■ Task objective ■
All lines from the one that has "of the green" onward to the end of the records below are to be returned exactly; pictures are to be skipped.

━━━ Study material

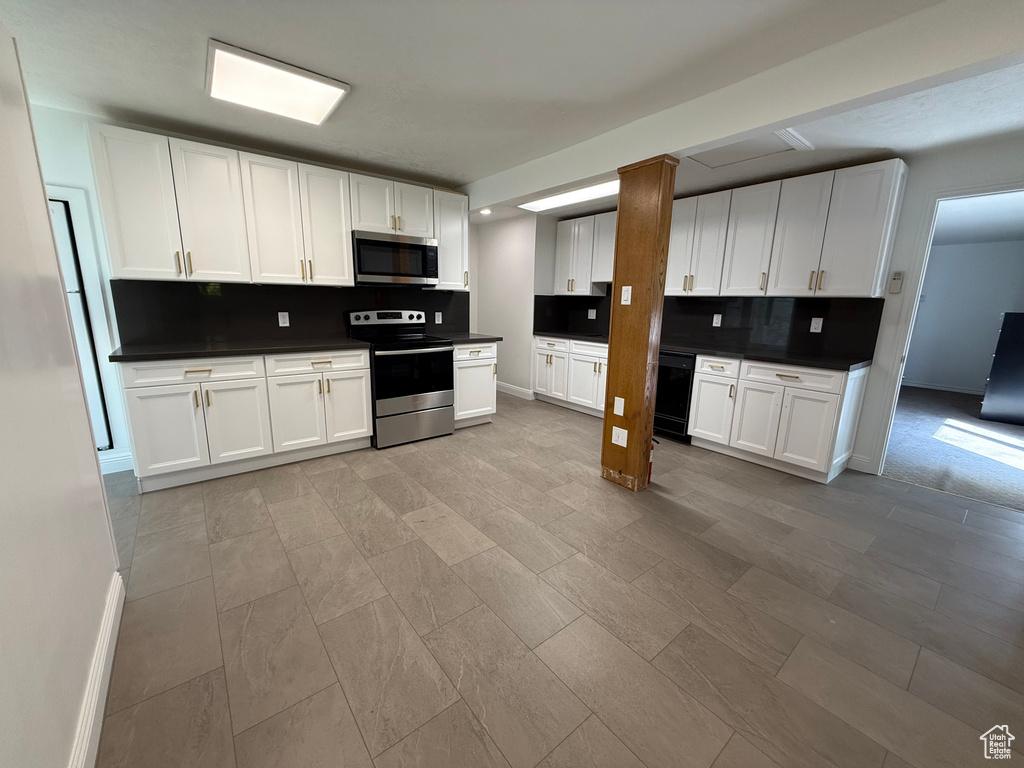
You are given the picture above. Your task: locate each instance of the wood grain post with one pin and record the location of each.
(641, 258)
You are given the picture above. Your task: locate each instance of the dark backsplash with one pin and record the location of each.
(169, 312)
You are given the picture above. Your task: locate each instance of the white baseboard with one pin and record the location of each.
(515, 391)
(90, 719)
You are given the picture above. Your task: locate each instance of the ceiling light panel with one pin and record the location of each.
(248, 79)
(605, 189)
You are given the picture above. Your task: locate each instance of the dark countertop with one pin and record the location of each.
(762, 355)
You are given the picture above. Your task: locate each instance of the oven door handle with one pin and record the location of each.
(384, 352)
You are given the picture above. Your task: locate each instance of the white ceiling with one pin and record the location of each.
(448, 91)
(984, 218)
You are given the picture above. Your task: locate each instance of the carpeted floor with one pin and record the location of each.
(939, 441)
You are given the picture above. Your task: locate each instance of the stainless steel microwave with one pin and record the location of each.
(394, 259)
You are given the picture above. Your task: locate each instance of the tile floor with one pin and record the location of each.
(485, 599)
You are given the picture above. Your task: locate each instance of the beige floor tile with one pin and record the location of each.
(317, 732)
(303, 520)
(794, 567)
(659, 723)
(523, 707)
(390, 679)
(711, 563)
(168, 558)
(235, 513)
(334, 577)
(524, 540)
(640, 622)
(272, 656)
(164, 640)
(591, 745)
(879, 649)
(427, 591)
(453, 739)
(605, 547)
(899, 721)
(530, 607)
(775, 719)
(249, 566)
(185, 727)
(760, 638)
(170, 509)
(448, 534)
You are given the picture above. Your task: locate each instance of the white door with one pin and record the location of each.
(347, 404)
(373, 204)
(684, 216)
(711, 408)
(582, 388)
(475, 392)
(452, 230)
(208, 187)
(800, 230)
(238, 420)
(297, 411)
(167, 428)
(709, 243)
(748, 243)
(755, 423)
(414, 207)
(136, 196)
(564, 242)
(604, 248)
(583, 256)
(806, 429)
(273, 219)
(858, 233)
(327, 229)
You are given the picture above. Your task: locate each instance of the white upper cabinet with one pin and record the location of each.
(865, 202)
(211, 213)
(136, 195)
(749, 242)
(414, 207)
(452, 230)
(273, 220)
(709, 244)
(677, 276)
(800, 231)
(604, 247)
(327, 229)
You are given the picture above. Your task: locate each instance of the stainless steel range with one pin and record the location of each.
(412, 374)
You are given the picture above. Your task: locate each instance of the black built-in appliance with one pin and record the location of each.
(412, 374)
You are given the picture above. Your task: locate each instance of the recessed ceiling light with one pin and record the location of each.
(605, 189)
(248, 79)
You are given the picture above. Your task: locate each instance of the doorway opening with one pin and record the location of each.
(958, 425)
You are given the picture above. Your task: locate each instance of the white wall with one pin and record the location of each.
(59, 592)
(505, 293)
(967, 288)
(957, 171)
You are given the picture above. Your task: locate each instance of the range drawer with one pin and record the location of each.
(728, 367)
(814, 379)
(553, 345)
(348, 359)
(472, 351)
(161, 373)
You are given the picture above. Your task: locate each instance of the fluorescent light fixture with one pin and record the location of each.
(248, 79)
(605, 189)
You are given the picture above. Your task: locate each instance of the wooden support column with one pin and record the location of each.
(641, 258)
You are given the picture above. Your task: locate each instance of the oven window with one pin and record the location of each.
(415, 373)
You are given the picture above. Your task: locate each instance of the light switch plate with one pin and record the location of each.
(619, 436)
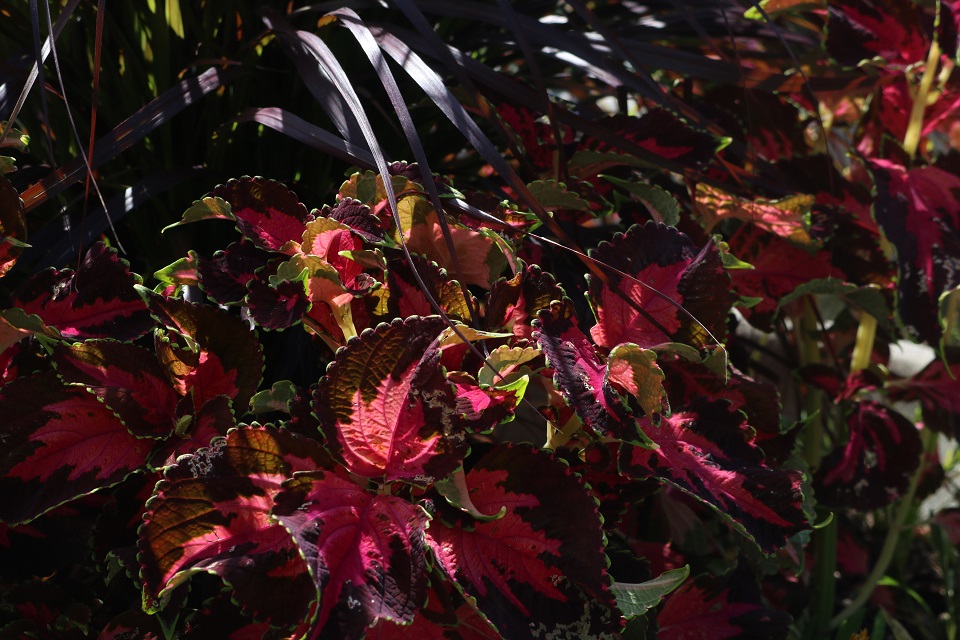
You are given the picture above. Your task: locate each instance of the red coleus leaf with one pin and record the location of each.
(366, 552)
(266, 211)
(225, 276)
(211, 513)
(662, 133)
(224, 357)
(582, 377)
(403, 296)
(937, 387)
(357, 216)
(98, 301)
(859, 30)
(920, 215)
(127, 378)
(540, 569)
(386, 407)
(875, 465)
(665, 259)
(59, 443)
(779, 267)
(513, 304)
(712, 608)
(706, 450)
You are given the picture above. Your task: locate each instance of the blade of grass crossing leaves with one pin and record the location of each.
(352, 21)
(76, 134)
(331, 66)
(152, 115)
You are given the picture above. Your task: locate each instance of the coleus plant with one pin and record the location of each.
(496, 447)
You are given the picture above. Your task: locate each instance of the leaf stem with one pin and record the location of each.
(893, 536)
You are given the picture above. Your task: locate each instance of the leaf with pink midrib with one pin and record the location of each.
(386, 407)
(59, 443)
(542, 561)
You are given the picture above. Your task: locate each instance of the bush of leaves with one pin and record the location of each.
(638, 388)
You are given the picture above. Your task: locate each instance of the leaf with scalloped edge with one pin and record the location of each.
(706, 451)
(787, 217)
(127, 378)
(402, 295)
(365, 552)
(540, 569)
(211, 514)
(96, 301)
(386, 408)
(713, 608)
(59, 443)
(266, 212)
(667, 260)
(513, 304)
(920, 216)
(222, 356)
(224, 277)
(874, 467)
(581, 376)
(13, 227)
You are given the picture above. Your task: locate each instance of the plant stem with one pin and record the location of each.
(893, 536)
(863, 349)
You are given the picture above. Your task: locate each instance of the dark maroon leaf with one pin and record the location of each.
(267, 212)
(706, 450)
(920, 215)
(859, 30)
(582, 377)
(779, 267)
(513, 304)
(666, 260)
(358, 217)
(875, 465)
(59, 443)
(386, 407)
(540, 569)
(127, 378)
(211, 513)
(225, 276)
(365, 551)
(662, 133)
(227, 360)
(937, 387)
(98, 301)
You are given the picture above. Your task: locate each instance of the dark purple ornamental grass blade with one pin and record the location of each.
(706, 451)
(875, 465)
(127, 378)
(366, 552)
(211, 513)
(96, 301)
(920, 215)
(667, 260)
(59, 443)
(267, 212)
(540, 569)
(386, 408)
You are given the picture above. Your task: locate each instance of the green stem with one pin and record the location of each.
(904, 509)
(911, 139)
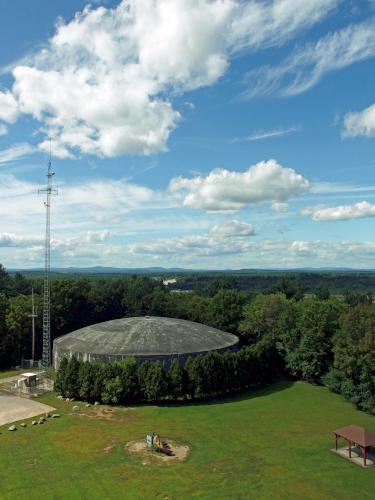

━━━━━━

■ Task result ■
You are given the picture above. Your task: locate each instance of the green stem with one pin and record the location of each.
(904, 509)
(911, 139)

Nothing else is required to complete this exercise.